• DOCUMENT EXCERPT:
· · ·
Marble funerary altar
An item at Metropolitan Museum of Art
The inscription commemorates a certain Q. Fabius Diogenes and Fabia Primigenia, who lived together for forty-seven years, and tells that the altar was set up by his freedmen, freedwomen, and household slaves. Diogenes himself was probably a freed slave who had acquired a certain wealth and position. This is reflected in the ornamentation of the altar, which is a deliberate echo of imagery used in imperial art of the Julio-Claudian period. The heavy garland suspended from rams’ heads derives from the kind of decoration found on the walls of public sanctuaries. The three types of birds surrounding the garland were all familiar from Augustan monuments: at the center, an eagle, bird of Jupiter, ruler of the gods; at the corners, swans, birds of Apollo, patron god of the emperor; and below the garland, two songbirds, symbols of bountiful nature.
Greek and Roman Art
An exhibit at Metropolitan Museum of Art
The Museum's collection of Greek and Roman art comprises more than thirty thousand works ranging in date from the Neolithic period (ca. 4500 B.C.) to the time of the Roman emperor Constantine's conversion to Christianity in A.D. 312. It includes the art of many cultures and is among the most comprehensive in North America. The geographic regions represented are Greece and Italy, but not as delimited by modern political frontiers: Greek colonies were established around the Mediterranean basin and on the shores of the Black Sea, and Cyprus became increasingly Hellenized. For Roman art, the geographical limits coincide with the expansion of the Roman Empire. The department also exhibits the art of prehistoric Greece (Helladic, Cycladic, and Minoan) and pre-Roman art of Italic peoples, notably the Etruscans.
· · ·
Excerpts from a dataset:
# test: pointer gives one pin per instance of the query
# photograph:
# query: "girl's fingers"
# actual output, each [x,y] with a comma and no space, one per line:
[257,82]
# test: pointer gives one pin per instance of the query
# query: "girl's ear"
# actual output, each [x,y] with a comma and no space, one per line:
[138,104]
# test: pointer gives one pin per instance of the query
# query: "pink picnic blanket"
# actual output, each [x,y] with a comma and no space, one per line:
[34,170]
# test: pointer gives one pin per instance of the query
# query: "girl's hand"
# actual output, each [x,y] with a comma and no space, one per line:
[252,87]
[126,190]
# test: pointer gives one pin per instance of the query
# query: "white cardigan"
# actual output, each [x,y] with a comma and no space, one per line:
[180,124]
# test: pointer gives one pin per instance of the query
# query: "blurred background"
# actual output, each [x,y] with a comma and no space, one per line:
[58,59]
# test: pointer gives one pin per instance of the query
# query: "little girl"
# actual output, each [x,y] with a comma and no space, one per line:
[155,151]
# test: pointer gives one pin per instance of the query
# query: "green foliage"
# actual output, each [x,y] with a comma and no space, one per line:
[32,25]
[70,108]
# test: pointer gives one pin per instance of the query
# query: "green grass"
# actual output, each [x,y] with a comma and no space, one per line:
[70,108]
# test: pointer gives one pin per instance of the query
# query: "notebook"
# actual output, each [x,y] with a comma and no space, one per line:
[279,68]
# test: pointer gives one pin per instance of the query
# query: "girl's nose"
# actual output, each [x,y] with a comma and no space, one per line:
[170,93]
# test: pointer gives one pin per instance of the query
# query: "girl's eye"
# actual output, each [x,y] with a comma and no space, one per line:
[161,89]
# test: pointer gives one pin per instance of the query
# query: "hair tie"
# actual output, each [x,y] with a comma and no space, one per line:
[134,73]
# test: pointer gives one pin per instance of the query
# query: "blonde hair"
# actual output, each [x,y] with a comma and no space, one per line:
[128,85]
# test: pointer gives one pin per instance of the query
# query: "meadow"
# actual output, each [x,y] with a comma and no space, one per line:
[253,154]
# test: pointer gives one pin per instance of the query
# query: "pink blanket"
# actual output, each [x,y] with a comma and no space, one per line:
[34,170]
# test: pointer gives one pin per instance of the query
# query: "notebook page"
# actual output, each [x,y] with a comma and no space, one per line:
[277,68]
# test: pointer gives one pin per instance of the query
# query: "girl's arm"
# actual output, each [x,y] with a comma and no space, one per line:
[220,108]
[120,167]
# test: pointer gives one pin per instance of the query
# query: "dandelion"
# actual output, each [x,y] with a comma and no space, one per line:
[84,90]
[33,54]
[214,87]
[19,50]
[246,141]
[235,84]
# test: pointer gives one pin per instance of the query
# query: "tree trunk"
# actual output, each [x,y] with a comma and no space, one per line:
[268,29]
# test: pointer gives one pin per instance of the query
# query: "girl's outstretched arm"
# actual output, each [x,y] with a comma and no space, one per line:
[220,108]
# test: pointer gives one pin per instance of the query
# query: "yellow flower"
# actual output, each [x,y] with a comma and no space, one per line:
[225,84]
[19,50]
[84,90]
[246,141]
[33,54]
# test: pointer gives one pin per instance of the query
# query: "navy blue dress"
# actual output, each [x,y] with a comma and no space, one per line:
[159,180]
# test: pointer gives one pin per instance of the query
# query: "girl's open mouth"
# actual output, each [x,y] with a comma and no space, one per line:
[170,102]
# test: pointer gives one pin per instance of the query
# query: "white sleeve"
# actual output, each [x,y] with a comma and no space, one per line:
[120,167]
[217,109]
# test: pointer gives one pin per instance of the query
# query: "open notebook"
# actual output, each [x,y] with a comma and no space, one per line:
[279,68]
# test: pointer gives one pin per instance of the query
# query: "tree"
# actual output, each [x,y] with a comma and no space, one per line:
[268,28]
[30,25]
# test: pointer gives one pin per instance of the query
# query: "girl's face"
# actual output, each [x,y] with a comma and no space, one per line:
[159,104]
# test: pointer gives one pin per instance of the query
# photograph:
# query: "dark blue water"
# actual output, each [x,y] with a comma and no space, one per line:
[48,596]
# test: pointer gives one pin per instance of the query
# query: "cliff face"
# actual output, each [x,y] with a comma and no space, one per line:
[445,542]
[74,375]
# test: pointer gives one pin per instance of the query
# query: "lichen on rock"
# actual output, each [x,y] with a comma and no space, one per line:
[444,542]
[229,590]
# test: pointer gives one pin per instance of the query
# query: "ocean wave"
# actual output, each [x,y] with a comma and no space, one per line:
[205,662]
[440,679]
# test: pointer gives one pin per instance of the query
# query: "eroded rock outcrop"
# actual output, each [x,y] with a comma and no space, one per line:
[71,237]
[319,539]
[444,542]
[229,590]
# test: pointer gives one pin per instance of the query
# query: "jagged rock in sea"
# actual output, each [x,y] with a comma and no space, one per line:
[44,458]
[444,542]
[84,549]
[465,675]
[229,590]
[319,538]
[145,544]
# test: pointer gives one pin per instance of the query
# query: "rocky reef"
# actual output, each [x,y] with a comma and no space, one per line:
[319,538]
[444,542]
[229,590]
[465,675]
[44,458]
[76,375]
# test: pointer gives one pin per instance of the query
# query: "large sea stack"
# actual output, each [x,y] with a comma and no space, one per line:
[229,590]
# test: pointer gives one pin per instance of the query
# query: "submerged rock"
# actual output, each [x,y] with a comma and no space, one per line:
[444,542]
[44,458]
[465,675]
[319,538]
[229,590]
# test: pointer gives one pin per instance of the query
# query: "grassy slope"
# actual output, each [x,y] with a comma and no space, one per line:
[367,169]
· · ·
• TASK TO CARRY OUT: In the museum text, which bird is placed at the center of the altar's garland? Rely only on the museum text for what follows.

• EXERCISE ANSWER: An eagle, the bird of Jupiter.